The task:
Using the records below, return exactly the lines from the one containing "the dry grass" through the last, and omit pictures.

Input material:
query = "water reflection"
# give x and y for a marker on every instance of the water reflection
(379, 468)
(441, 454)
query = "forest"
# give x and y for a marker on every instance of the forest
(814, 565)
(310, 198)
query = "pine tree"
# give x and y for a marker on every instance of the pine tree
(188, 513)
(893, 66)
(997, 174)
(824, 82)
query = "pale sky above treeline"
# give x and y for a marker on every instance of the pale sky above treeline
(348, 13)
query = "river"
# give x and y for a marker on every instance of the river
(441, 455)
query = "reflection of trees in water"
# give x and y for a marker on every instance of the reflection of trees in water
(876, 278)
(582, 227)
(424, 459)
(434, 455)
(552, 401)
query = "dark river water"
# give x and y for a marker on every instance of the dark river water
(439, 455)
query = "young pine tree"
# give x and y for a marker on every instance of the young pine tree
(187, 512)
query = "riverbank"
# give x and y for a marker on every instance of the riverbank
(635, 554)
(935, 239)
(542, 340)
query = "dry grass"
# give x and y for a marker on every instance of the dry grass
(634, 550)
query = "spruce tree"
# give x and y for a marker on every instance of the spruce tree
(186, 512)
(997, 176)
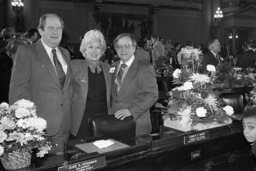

Problem solution:
# give x and y for a marker on every instance of the dry grass
(634, 550)
query = "spruce tree"
# give x and y for a marker on every instance of the spruce tree
(186, 512)
(997, 176)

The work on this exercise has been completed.